*** Opening of Task material ***
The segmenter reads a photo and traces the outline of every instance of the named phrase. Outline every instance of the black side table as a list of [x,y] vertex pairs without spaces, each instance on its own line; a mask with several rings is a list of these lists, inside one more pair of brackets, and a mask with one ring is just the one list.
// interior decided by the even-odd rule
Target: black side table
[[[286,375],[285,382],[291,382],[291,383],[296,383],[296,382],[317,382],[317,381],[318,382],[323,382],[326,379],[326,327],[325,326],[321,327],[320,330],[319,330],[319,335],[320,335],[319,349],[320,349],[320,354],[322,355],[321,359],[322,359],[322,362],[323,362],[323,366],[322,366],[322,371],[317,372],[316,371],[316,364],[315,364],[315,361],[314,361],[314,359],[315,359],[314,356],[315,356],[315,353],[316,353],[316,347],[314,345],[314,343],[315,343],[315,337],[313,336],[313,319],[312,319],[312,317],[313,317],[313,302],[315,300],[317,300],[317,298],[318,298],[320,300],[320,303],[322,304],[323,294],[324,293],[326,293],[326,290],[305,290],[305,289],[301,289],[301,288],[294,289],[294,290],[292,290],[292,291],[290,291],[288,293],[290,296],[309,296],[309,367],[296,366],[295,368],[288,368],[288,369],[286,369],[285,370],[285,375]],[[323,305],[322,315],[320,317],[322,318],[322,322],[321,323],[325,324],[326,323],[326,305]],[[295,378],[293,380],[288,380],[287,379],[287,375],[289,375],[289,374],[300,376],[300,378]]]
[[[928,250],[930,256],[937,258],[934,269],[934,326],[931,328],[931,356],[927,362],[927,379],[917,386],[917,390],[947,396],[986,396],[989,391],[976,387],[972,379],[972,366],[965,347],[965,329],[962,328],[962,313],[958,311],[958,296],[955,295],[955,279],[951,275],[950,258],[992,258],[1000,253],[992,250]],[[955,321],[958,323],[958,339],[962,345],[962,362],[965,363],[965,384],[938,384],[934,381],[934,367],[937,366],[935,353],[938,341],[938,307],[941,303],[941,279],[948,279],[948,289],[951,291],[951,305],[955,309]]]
*** Close of Task material ***
What you are asked to do: The reply should hold only the lines from the beginning of the listing above through the line with "the even-odd rule", each one written exactly as it appears.

Result:
The segmenter reads a photo and traces the outline of every instance of the named phrase. Outline every instance of the black side table as a list of [x,y] vertex pairs without spaces, each instance on its own line; a mask with several rings is a list of these lists, inside one more pair of brackets, and a mask with one ring is just the one list.
// interior decided by the even-odd rule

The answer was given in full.